*Document segment*:
:::
Royal Glenora Club
- Abbreviation: RGC
- Formation: 1961; 65 years ago
- Merger of: Glenora Skating and Tennis Club, Braemar Badminton Club, Royal Curling Club
- Location: 11160 River Valley Road NW, Edmonton;
- Coordinates: 53°32′00″N 113°30′57″W﻿ / ﻿53.5334°N 113.5157°W
- Services: Aquatics, arena, badminton, fitness, gymnastics, massage therapy, figure skating, squash, tennis
- Chief executive officer: Dustin McAvoy
- Website: royalglenora.com

= Royal Glenora Club =

Sports club in Edmonton, Alberta

The Royal Glenora Club is a member-owned, private sport and social club in Edmonton, Alberta, Canada. Opened in 1961, the Royal Glenora started as an amalgamation of three Edmonton sport clubs; the Glenora Skating and Tennis Club, the Braemar Badminton Club, and the Royal Curling Club.
:::
*Data to examine*:
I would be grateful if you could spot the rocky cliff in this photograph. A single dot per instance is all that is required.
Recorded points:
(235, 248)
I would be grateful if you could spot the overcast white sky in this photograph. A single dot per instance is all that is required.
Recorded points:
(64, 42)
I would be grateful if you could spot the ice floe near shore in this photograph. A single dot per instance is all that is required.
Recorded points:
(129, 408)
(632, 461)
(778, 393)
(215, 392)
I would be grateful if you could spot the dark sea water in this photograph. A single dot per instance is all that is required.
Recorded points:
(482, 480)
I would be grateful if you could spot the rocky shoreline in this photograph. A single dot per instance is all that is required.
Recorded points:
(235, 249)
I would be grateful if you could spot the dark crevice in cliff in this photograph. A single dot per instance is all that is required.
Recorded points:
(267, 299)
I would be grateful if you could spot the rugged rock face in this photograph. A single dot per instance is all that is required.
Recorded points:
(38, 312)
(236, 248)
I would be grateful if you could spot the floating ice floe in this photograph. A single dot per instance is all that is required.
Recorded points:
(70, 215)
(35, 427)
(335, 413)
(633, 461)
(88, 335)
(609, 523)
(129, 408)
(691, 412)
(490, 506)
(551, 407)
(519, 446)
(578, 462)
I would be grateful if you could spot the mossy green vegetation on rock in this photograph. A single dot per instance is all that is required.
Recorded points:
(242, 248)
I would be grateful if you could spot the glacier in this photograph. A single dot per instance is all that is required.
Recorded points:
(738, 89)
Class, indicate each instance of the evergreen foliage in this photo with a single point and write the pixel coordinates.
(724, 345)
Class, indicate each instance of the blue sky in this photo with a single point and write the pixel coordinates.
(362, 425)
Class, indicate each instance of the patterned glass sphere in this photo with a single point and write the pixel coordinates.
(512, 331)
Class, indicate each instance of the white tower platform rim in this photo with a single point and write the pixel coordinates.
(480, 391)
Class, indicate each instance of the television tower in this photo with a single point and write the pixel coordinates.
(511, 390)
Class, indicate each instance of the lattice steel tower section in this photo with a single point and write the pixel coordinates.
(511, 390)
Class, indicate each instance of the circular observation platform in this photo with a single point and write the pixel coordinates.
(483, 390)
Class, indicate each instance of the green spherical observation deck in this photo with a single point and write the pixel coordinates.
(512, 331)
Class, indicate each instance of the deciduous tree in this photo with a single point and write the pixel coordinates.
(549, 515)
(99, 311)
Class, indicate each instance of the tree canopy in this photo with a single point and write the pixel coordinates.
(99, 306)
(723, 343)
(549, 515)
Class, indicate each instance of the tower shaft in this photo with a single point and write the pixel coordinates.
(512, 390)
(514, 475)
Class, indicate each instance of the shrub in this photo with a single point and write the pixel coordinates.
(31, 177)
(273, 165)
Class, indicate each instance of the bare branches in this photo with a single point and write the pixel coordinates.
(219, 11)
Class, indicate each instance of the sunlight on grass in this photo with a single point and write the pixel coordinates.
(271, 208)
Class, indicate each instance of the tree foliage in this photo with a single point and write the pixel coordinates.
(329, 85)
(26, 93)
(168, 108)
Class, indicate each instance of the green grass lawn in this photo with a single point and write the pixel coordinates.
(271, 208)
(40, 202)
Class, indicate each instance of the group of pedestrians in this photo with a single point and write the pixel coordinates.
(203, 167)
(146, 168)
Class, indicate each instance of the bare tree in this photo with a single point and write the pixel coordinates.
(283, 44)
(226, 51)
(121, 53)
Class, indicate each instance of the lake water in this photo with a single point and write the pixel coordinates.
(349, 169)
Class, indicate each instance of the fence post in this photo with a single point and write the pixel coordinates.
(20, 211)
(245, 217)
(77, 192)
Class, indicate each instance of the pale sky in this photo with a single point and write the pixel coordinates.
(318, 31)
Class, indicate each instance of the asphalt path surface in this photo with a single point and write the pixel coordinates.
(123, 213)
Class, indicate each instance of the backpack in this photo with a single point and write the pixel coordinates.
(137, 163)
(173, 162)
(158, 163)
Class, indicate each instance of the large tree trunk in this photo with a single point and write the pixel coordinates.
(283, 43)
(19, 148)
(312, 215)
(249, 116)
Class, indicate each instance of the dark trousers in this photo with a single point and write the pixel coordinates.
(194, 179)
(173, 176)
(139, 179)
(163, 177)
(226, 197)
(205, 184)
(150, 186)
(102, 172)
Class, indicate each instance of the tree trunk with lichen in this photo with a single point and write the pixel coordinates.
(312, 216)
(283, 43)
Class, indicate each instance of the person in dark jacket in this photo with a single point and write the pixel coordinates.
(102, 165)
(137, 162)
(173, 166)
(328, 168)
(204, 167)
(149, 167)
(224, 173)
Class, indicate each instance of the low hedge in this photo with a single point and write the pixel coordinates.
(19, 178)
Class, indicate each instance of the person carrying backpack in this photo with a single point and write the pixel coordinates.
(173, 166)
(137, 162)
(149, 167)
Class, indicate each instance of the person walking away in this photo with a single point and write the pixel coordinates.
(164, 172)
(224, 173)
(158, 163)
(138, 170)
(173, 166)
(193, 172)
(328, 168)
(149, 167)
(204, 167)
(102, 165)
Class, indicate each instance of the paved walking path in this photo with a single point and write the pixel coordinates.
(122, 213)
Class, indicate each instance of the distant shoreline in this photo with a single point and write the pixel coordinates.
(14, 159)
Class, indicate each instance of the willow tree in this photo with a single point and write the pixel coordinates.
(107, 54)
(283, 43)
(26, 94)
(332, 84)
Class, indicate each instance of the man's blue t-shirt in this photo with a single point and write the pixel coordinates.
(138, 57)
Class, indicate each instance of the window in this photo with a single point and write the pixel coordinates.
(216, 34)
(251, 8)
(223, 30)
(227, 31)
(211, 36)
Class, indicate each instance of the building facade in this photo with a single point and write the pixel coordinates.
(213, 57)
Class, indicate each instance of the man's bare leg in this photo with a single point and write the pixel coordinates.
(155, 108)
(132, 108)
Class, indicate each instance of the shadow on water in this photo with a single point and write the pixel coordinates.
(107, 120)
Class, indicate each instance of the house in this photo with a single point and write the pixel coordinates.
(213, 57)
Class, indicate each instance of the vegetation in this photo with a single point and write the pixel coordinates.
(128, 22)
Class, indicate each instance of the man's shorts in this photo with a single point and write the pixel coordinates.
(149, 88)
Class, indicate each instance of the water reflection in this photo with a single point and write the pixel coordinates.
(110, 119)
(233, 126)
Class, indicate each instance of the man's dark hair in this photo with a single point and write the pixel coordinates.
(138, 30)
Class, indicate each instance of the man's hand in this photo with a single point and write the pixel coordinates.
:::
*Set of tasks*:
1. According to the Royal Glenora Club entry, which three clubs merged to form the club?
2. Echo everything in the Royal Glenora Club entry from "Sports club in" down to "Royal Curling Club.".

*Solved problems*:
1. The Glenora Skating and Tennis Club, the Braemar Badminton Club, and the Royal Curling Club.

2.
Sports club in Edmonton, Alberta

The Royal Glenora Club is a member-owned, private sport and social club in Edmonton, Alberta, Canada. Opened in 1961, the Royal Glenora started as an amalgamation of three Edmonton sport clubs; the Glenora Skating and Tennis Club, the Braemar Badminton Club, and the Royal Curling Club.